**Task objective:** Reproduce every item below word for word, keeping each one on its own line.

+--

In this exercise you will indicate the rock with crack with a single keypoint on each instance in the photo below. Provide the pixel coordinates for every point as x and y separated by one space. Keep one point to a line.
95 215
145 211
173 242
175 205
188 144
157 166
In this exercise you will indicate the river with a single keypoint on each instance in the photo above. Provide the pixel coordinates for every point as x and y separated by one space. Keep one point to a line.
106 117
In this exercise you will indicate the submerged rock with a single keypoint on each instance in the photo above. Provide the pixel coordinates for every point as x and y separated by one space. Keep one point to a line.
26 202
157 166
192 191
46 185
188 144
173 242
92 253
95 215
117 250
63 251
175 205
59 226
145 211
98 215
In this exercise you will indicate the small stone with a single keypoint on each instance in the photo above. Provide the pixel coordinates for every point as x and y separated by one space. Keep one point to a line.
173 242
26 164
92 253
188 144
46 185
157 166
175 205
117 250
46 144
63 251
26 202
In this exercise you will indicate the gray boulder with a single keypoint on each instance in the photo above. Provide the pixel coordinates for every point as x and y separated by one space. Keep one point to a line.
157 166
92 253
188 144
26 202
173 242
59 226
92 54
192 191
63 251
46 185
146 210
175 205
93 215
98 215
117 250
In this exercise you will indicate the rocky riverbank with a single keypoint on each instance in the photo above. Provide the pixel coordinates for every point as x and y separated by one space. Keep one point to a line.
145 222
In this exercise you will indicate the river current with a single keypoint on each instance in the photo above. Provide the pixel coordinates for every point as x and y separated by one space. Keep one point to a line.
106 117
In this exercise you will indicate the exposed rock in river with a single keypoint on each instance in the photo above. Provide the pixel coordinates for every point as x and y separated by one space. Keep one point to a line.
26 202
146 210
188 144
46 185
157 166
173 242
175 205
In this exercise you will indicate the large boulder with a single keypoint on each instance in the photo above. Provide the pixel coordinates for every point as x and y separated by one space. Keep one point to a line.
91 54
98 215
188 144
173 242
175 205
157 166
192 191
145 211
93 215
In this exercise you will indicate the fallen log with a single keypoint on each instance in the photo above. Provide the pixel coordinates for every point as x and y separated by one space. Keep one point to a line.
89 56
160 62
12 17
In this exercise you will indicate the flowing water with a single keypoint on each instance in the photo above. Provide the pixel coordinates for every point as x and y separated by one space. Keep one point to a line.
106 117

+--

**Written answer:**
In this exercise you will indicate the rock with crack with a single keypoint on each instance in the photo below. Provide the pixel coordinates for every point as x and y separated by one space. Keep one point to a line.
95 215
145 211
173 242
175 205
188 144
157 166
In this exercise you will indicate the river with a single keypoint on each instance in the photo above. Provide the pixel coordinates for every point as x and y separated by one space. Keep one point to a line.
106 117
In this exercise you will indicate the submerged rock with a single keypoint on each instance in the photo above. Provide the pixel coordinates for every point as x and y separated by one space. Keep one point to a line.
26 202
157 166
192 191
46 185
188 144
173 242
92 253
95 215
117 250
63 251
175 205
59 226
145 211
98 215
In this exercise you will indicate the small stone with a single keypoint on each instance in the photo above. Provide the pixel coordinates for every point as x and y separated by one space. Keep one point to a line.
173 242
26 164
92 253
188 144
46 185
157 166
175 205
117 250
46 144
63 251
26 202
In this exercise you will indicate the gray boulder with a single keypoint on each instance in the photo above. Provide the pixel coordinates for every point as x and y separated by one space. Keep one point to a line.
157 166
92 253
188 144
26 202
173 242
59 226
92 54
192 191
63 251
46 185
146 210
175 205
93 215
98 215
117 250
In this exercise you will indicate the rocky riverbank with a single keypoint on each instance in the photo above. Provide the pixel coordinates for every point as x and y separated by one space. Keep one point to a line.
145 222
In this exercise you will indicate the river current with a single keypoint on each instance in the photo above. Provide the pixel coordinates for every point as x and y separated by one space. Keep one point to a line.
106 117
In this exercise you will indicate the exposed rock in river with a single keypoint on each instance in the photo above. Provide the pixel coordinates for every point as x and y separated by one space. Keep one point to a line.
26 202
146 210
188 144
46 185
157 166
173 242
175 205
In this exercise you will indicate the large boulder with a single keypoint on each instance in the photo above. Provide the pixel coordinates for every point as x and y separated by one space. Keep one point to a line.
91 54
98 215
188 144
173 242
175 205
157 166
192 191
145 211
93 215
In this exercise you will indicate the fallen log with a single keypoint on each instance in the photo above. Provide the pixel coordinates for every point as x and y separated by one space. Keep one point to a line.
89 56
160 62
12 17
In this exercise you will indicate the flowing water with a single keypoint on each instance in the photo above. Provide the pixel coordinates for every point as x and y separated by one space. Keep one point to a line.
106 117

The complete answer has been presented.